● WRITTEN PROBLEM:
Identify each line of the entries below that contains the word "tree", and copy every such line in full.

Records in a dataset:
-------------------------

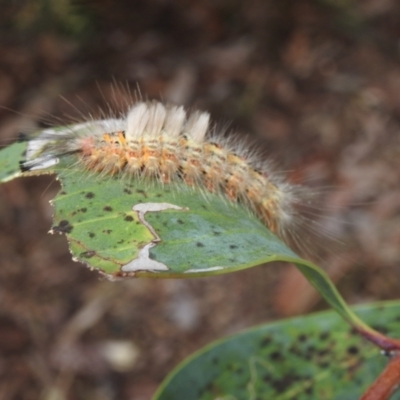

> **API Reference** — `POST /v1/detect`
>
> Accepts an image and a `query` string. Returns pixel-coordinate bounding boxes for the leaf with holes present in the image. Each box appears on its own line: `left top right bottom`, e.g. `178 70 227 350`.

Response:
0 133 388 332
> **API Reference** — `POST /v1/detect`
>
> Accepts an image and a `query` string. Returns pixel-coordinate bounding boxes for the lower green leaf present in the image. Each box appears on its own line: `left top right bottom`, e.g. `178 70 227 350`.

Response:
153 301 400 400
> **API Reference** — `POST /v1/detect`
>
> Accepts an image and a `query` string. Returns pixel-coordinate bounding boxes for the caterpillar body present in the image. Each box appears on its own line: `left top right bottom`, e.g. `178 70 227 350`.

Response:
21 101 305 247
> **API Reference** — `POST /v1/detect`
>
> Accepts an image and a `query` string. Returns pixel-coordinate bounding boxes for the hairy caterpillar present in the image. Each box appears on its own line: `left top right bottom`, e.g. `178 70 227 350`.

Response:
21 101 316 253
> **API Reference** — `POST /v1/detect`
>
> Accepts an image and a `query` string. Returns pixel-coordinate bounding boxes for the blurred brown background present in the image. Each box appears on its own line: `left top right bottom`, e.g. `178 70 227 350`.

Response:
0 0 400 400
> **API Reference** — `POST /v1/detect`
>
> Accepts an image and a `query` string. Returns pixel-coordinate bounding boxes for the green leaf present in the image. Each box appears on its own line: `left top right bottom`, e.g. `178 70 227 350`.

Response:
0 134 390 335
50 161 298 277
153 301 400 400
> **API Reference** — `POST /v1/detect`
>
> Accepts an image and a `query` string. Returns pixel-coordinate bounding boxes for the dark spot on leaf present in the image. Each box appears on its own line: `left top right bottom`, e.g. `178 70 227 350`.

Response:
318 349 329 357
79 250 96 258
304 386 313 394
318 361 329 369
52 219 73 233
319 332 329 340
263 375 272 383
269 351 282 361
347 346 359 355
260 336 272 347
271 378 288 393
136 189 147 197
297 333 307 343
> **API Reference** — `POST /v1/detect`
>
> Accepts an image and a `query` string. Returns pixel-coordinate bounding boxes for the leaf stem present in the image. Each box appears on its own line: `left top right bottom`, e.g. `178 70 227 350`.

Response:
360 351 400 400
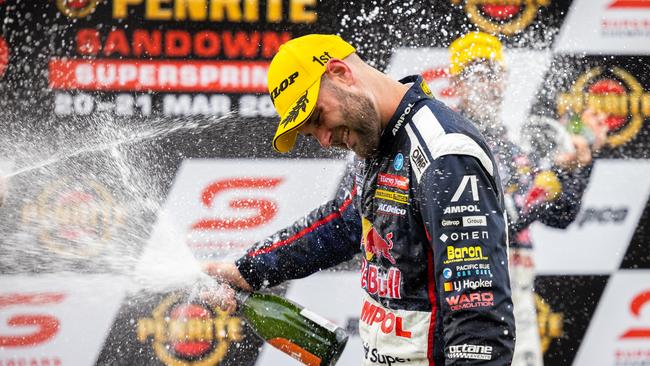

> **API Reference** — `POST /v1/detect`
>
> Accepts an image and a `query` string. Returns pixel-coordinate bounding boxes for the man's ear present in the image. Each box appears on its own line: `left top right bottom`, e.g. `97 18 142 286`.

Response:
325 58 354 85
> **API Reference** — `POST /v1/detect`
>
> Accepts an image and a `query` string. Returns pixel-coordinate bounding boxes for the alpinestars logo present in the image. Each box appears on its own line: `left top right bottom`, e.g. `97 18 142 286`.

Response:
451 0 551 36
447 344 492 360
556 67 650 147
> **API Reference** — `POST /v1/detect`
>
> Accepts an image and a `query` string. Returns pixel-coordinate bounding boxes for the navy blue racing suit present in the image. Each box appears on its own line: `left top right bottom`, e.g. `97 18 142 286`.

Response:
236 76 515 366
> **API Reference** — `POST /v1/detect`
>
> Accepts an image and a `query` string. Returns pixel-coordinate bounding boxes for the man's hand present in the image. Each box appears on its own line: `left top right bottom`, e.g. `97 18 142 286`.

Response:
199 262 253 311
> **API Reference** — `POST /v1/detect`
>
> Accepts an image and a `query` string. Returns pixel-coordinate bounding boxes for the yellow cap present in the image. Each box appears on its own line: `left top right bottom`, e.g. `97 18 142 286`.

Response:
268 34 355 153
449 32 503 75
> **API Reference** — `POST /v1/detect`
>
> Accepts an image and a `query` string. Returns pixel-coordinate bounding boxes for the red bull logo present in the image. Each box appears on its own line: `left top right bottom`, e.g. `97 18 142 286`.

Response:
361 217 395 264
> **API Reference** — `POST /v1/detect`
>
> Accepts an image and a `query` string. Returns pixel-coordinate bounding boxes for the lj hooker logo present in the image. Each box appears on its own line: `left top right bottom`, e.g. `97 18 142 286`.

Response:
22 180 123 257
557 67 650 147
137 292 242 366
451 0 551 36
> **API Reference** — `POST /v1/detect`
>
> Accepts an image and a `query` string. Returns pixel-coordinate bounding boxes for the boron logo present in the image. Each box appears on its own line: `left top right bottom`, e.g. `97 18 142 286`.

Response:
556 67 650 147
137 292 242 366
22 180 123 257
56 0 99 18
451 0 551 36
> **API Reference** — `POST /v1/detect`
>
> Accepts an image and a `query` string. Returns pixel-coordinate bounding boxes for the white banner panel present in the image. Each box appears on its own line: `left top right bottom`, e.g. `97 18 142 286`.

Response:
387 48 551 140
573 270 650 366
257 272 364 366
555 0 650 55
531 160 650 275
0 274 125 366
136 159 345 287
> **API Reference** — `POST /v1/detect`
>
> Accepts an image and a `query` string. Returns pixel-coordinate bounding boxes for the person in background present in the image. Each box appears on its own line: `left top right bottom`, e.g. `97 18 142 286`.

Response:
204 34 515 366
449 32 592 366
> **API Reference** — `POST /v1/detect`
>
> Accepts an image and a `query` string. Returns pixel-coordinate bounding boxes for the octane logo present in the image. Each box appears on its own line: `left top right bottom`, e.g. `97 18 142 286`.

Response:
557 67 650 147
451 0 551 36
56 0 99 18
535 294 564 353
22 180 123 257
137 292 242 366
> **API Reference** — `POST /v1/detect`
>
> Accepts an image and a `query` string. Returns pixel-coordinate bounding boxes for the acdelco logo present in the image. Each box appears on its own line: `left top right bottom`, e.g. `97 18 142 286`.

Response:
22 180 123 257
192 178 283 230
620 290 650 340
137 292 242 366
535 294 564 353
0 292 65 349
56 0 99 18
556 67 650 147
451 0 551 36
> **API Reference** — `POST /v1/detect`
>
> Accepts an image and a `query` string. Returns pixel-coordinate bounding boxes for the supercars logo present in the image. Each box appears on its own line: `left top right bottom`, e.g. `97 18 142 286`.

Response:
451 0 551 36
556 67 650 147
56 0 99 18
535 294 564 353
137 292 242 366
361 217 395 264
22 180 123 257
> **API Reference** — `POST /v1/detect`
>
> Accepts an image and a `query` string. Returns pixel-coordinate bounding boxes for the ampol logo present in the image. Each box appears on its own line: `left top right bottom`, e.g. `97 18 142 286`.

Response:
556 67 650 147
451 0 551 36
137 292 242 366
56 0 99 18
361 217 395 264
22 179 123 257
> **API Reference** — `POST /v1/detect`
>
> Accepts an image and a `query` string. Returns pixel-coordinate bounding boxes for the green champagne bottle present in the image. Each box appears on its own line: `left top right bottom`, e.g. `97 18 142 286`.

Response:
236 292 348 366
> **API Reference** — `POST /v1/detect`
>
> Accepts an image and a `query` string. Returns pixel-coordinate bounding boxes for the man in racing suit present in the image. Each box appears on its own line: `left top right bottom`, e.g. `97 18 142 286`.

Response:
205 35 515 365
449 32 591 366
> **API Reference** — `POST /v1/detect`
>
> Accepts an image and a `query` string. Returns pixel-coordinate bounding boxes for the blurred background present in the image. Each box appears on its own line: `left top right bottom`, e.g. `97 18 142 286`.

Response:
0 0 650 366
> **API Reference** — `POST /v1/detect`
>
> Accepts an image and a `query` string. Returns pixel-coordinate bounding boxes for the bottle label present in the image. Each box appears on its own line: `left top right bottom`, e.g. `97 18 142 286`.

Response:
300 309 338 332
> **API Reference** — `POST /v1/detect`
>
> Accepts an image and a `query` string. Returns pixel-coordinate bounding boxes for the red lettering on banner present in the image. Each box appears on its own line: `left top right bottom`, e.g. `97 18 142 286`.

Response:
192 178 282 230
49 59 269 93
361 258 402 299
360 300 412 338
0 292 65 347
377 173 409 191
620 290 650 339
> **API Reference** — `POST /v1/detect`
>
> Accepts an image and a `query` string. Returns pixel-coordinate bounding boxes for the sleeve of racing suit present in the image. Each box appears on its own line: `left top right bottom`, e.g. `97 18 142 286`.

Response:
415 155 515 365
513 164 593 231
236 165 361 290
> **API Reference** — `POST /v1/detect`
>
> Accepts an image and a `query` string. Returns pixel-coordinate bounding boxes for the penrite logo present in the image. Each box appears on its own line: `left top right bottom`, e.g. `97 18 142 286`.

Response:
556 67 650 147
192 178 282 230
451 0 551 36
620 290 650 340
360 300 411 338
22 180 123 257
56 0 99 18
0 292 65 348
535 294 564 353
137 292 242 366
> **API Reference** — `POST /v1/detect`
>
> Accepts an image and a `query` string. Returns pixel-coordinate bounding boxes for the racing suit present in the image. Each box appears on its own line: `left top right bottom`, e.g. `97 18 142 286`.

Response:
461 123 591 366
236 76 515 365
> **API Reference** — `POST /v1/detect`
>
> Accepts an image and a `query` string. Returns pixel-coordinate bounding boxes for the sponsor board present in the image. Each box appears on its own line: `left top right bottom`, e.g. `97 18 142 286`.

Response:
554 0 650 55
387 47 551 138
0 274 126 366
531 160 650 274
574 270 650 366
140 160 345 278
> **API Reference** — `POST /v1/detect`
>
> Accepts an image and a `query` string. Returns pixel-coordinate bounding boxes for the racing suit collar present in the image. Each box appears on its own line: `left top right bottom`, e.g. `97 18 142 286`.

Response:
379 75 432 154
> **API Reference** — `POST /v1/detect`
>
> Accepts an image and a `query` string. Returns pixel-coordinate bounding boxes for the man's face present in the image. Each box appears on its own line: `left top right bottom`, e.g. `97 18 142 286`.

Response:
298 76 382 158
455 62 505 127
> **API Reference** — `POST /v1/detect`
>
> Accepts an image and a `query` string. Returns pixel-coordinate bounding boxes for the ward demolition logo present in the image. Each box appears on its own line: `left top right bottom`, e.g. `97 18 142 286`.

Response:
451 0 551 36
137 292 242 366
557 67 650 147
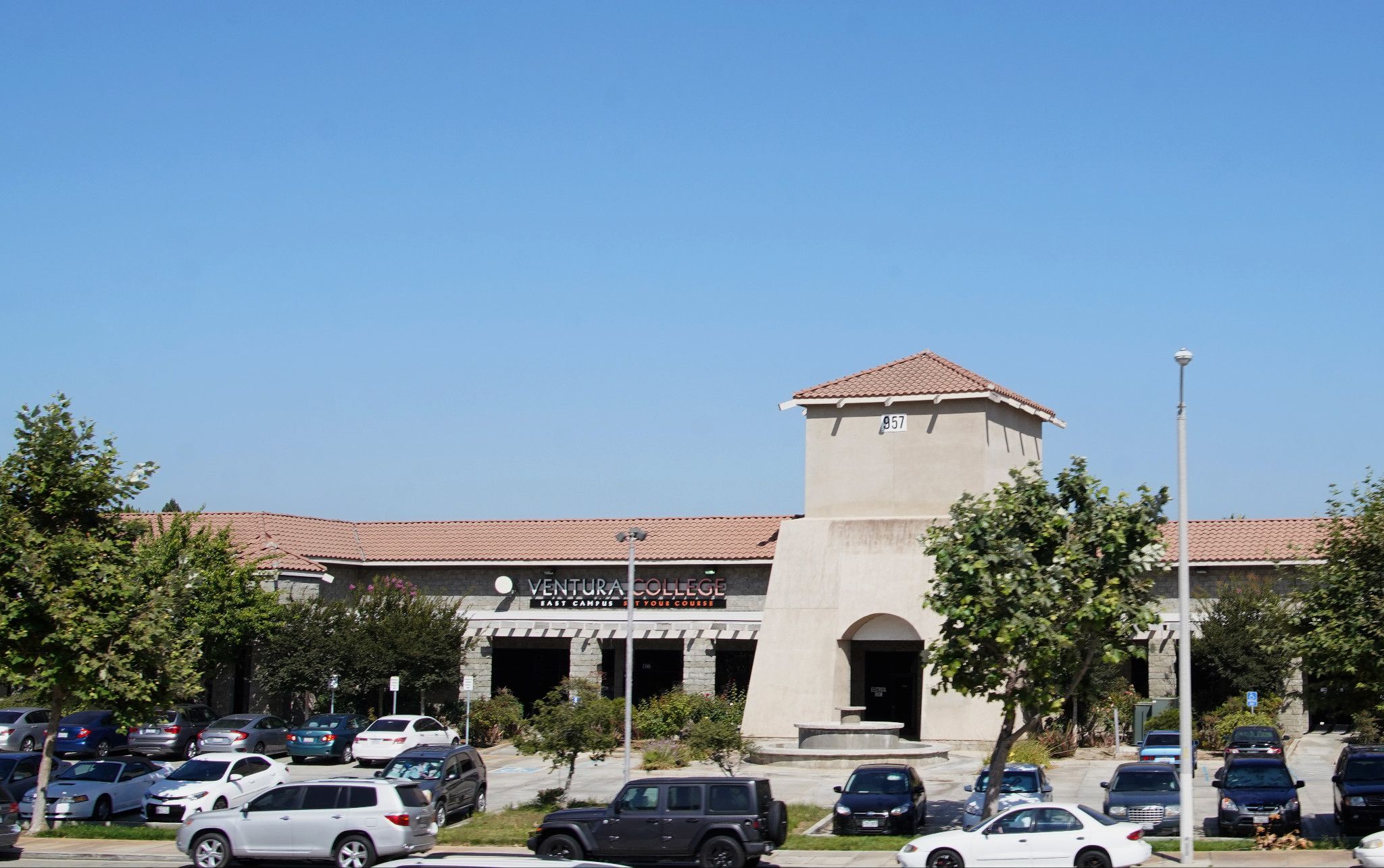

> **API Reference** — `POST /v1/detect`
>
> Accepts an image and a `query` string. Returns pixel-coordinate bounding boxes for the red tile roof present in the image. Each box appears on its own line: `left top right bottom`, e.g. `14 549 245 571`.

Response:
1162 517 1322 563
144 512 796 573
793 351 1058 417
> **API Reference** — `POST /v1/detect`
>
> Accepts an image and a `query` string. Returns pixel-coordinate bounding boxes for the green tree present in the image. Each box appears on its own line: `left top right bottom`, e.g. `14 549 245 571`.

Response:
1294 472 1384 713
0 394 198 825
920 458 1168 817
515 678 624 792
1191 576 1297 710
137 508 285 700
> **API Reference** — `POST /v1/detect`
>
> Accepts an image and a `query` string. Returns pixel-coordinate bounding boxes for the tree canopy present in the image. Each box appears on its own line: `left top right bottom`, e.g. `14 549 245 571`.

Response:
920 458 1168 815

-------------------------

● RESPONSE:
> Accepts an image and a `query` string. Returns pixel-coordinate bounding boxes for the green tree present in the image. Each box appears on its own line: `left top right bottom`, e.g. `14 549 245 571`.
> Accepts an image and a `query` string. Returns pixel-coordinate bounding boxes for the tree canopy present in the image. Each box appears on its own line: `left top right bottom`, e.g. `14 549 245 571`.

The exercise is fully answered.